**WHAT IS ASKED:**
Which lines of the records contain the string "rocky"? Show each one, treating uppercase and lowercase as different.

**Data listing:**
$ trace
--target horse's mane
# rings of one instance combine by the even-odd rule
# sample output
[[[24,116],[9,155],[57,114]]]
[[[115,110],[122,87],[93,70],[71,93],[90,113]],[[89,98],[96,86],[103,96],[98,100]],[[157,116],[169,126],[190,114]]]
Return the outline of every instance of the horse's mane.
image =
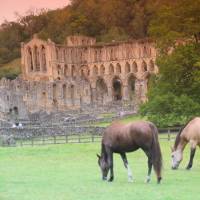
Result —
[[[176,148],[178,147],[178,144],[179,144],[180,139],[181,139],[181,133],[182,133],[183,129],[184,129],[193,119],[194,119],[194,117],[193,117],[193,118],[190,118],[190,119],[187,121],[187,123],[186,123],[183,127],[181,127],[181,129],[179,130],[179,133],[177,134],[176,139],[175,139],[174,149],[176,149]]]

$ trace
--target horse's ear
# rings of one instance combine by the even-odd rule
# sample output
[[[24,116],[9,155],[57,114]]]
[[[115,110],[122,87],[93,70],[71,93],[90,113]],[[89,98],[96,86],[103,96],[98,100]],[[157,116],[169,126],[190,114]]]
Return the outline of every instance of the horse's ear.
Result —
[[[97,158],[101,158],[101,156],[99,154],[97,154]]]

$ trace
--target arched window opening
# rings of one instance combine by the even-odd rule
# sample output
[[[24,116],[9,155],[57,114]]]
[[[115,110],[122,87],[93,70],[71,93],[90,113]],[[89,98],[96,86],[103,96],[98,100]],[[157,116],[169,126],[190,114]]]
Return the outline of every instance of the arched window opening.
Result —
[[[28,47],[28,56],[27,56],[27,63],[28,63],[28,67],[29,67],[29,71],[32,72],[33,71],[33,55],[32,55],[32,50],[30,47]]]
[[[68,76],[68,66],[67,65],[64,66],[64,76],[65,77]]]
[[[113,79],[113,98],[115,101],[122,100],[122,83],[119,78]]]
[[[97,90],[97,95],[96,95],[97,104],[103,104],[104,100],[108,94],[108,88],[106,86],[104,79],[99,78],[97,80],[96,90]]]
[[[118,63],[116,67],[116,73],[119,75],[121,74],[121,65]]]
[[[134,62],[133,65],[132,65],[132,71],[133,71],[133,73],[137,73],[138,72],[138,66],[137,66],[136,62]]]
[[[109,66],[109,74],[110,75],[114,74],[114,66],[112,64],[110,64],[110,66]]]
[[[47,71],[47,66],[46,66],[46,50],[45,47],[42,46],[41,48],[41,60],[42,60],[42,71],[46,72]]]
[[[150,63],[149,63],[149,70],[150,70],[150,72],[153,72],[154,69],[155,69],[154,62],[151,60]]]
[[[135,77],[130,76],[128,79],[128,92],[129,92],[129,100],[134,100],[135,96]]]
[[[141,71],[142,72],[146,72],[147,71],[147,64],[146,64],[145,61],[142,62]]]
[[[35,46],[35,47],[34,47],[34,57],[35,57],[36,71],[40,71],[40,60],[39,60],[39,55],[40,55],[40,52],[39,52],[37,46]]]
[[[126,63],[125,65],[125,73],[128,74],[131,72],[131,67],[130,67],[130,64],[129,63]]]
[[[105,74],[105,67],[101,65],[100,67],[100,75],[103,76]]]
[[[98,76],[98,67],[96,65],[93,68],[93,76]]]

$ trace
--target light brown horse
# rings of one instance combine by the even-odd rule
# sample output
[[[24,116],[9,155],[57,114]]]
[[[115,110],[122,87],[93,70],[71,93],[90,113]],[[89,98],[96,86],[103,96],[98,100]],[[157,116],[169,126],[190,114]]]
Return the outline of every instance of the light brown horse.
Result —
[[[106,128],[102,143],[101,156],[98,156],[98,164],[101,168],[102,179],[107,180],[110,170],[110,178],[113,181],[113,153],[119,153],[128,170],[128,180],[132,181],[132,172],[128,165],[126,152],[136,151],[141,148],[148,157],[148,176],[146,182],[150,181],[152,165],[157,175],[157,182],[161,181],[162,154],[158,141],[158,130],[156,126],[147,121],[132,122],[129,124],[113,123]]]
[[[200,117],[189,121],[178,133],[172,148],[172,169],[177,169],[183,159],[183,150],[190,144],[190,160],[186,169],[191,169],[196,146],[200,146]]]

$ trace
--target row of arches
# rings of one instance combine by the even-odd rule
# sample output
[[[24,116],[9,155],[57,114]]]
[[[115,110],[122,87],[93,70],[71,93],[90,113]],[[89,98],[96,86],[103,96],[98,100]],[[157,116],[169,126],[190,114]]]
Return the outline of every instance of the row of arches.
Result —
[[[29,72],[46,72],[46,49],[44,45],[40,47],[34,46],[31,48],[27,47],[27,64]]]
[[[59,98],[59,89],[56,84],[53,84],[53,103],[56,105]],[[71,101],[71,105],[74,105],[75,102],[75,86],[73,84],[67,87],[66,84],[62,85],[62,98],[64,102],[68,99]]]
[[[152,60],[149,62],[142,61],[140,64],[138,64],[136,61],[134,61],[132,64],[130,62],[126,62],[125,65],[122,65],[120,63],[117,64],[110,64],[108,66],[108,69],[102,64],[100,66],[94,65],[92,69],[89,68],[89,66],[81,66],[79,69],[77,69],[77,66],[72,65],[64,65],[62,67],[61,65],[57,65],[56,71],[57,71],[57,77],[97,77],[97,76],[104,76],[104,75],[120,75],[120,74],[129,74],[129,73],[144,73],[144,72],[155,72],[155,65]],[[60,79],[60,78],[59,78]]]
[[[120,63],[117,63],[116,65],[114,64],[110,64],[109,68],[108,68],[108,74],[109,75],[113,75],[113,74],[121,74],[123,73],[122,68],[123,66]],[[151,60],[149,61],[149,63],[147,64],[147,62],[142,61],[142,63],[140,65],[137,64],[137,62],[133,62],[132,64],[130,64],[129,62],[126,62],[125,66],[124,66],[124,72],[125,74],[128,73],[144,73],[147,71],[150,72],[154,72],[155,71],[155,66],[154,66],[154,62]],[[97,67],[97,65],[95,65],[93,67],[93,76],[103,76],[105,75],[106,69],[104,65],[101,65],[100,67]]]
[[[124,95],[127,95],[129,101],[133,101],[135,97],[136,87],[135,77],[133,75],[130,75],[127,83],[127,88],[125,88],[125,85],[123,84],[122,80],[118,76],[115,76],[112,79],[111,83],[112,94],[109,94],[108,86],[105,80],[102,77],[99,77],[96,81],[96,101],[99,103],[103,103],[108,95],[112,95],[113,101],[122,100]],[[124,92],[125,89],[127,89],[127,94]]]

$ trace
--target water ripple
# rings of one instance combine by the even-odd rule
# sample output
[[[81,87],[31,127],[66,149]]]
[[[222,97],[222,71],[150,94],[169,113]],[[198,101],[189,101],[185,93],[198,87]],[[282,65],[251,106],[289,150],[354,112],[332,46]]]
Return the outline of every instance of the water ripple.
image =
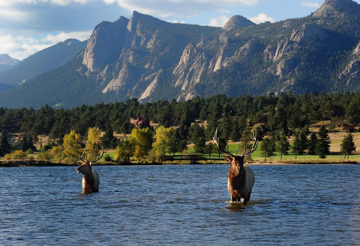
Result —
[[[0,245],[360,245],[359,166],[251,167],[229,201],[226,165],[0,168]]]

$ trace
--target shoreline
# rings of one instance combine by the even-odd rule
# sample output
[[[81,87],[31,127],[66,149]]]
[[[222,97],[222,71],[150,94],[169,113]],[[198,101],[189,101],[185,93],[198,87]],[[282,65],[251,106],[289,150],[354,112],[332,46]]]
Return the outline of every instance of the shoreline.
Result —
[[[342,162],[335,162],[332,161],[316,161],[314,163],[311,162],[275,162],[269,161],[266,162],[254,162],[250,163],[246,163],[245,165],[248,166],[290,166],[290,165],[359,165],[360,163],[355,161],[343,161]],[[167,165],[228,165],[226,162],[197,162],[195,164],[190,164],[188,163],[174,163],[164,162],[159,163],[130,163],[118,164],[114,162],[107,162],[106,163],[98,163],[94,164],[93,166],[166,166]],[[14,161],[0,161],[0,168],[1,167],[71,167],[77,166],[76,164],[68,164],[59,162],[54,162],[51,161],[37,160],[14,160]]]

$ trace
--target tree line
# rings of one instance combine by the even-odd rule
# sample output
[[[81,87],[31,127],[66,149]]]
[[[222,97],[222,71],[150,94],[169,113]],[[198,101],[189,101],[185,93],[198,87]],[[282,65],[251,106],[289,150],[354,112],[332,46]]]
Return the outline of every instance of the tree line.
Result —
[[[249,146],[251,148],[252,128],[257,130],[260,140],[265,135],[271,136],[272,143],[269,146],[272,148],[270,150],[274,148],[283,154],[289,150],[285,141],[287,138],[293,135],[292,151],[297,155],[303,153],[307,149],[311,150],[308,153],[316,151],[314,146],[318,144],[314,143],[313,134],[308,140],[305,140],[307,136],[304,138],[302,129],[307,123],[330,120],[328,128],[330,131],[338,126],[347,131],[356,131],[360,124],[359,108],[359,93],[319,94],[313,92],[294,95],[289,92],[281,93],[278,97],[270,93],[267,96],[236,97],[218,94],[207,98],[197,97],[185,102],[160,100],[143,104],[132,98],[124,102],[84,105],[71,110],[54,110],[47,105],[37,110],[0,108],[0,130],[21,134],[20,146],[13,146],[14,143],[9,142],[8,146],[3,147],[8,151],[11,149],[24,151],[34,149],[33,144],[39,135],[49,135],[51,142],[47,147],[41,147],[38,150],[60,146],[71,130],[81,138],[86,139],[89,129],[93,127],[105,131],[102,145],[115,148],[119,144],[130,144],[131,141],[126,140],[130,141],[121,143],[124,140],[114,137],[113,132],[132,135],[135,129],[149,129],[154,137],[151,146],[157,139],[150,126],[152,121],[166,129],[174,126],[176,127],[174,132],[166,134],[170,139],[168,144],[173,144],[172,147],[167,147],[169,152],[181,153],[188,144],[192,143],[197,152],[207,153],[216,151],[213,146],[205,143],[211,139],[217,128],[221,144],[226,145],[231,140],[240,141],[242,147],[247,148]],[[132,118],[138,119],[141,122],[137,126],[138,128],[130,122]],[[199,124],[193,124],[195,119]],[[206,128],[202,123],[206,124]],[[265,141],[266,143],[268,140]]]

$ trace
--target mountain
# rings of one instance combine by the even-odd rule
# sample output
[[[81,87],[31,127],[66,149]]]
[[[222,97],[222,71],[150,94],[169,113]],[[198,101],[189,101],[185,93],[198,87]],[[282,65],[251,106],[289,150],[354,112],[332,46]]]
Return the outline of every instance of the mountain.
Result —
[[[0,73],[0,84],[17,85],[58,68],[72,59],[87,43],[87,40],[81,42],[69,39],[37,52],[11,69]]]
[[[103,22],[72,60],[0,93],[0,106],[179,101],[360,89],[360,5],[327,0],[305,17],[222,28],[171,23],[134,11]]]
[[[19,62],[20,60],[12,58],[7,54],[0,54],[0,73],[10,69]]]

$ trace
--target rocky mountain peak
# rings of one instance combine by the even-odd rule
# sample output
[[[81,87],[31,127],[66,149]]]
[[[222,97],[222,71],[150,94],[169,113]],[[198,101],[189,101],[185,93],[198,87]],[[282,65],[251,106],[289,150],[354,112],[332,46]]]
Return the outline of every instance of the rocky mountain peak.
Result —
[[[241,15],[234,15],[230,18],[222,27],[222,30],[226,32],[235,31],[242,27],[247,27],[255,23],[250,20]]]
[[[103,21],[95,27],[82,61],[89,71],[117,60],[125,43],[129,23],[128,19],[122,16],[114,22]]]
[[[326,0],[313,16],[320,18],[346,14],[359,15],[360,4],[352,0]]]
[[[68,38],[66,40],[63,42],[64,43],[68,45],[75,45],[76,44],[79,43],[81,42],[80,40],[78,40],[76,38]]]
[[[7,54],[0,54],[0,64],[15,66],[19,62],[20,60],[13,58]]]

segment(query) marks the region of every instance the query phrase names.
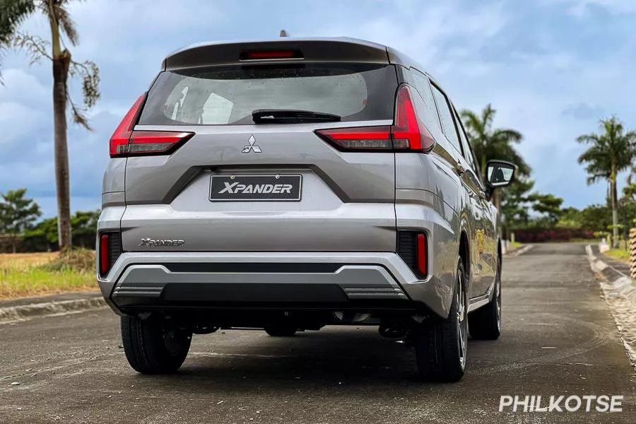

**RESPONSE TO THE TASK:**
--target rocky mountain peak
Return the outline of every instance of the rocky mountain peak.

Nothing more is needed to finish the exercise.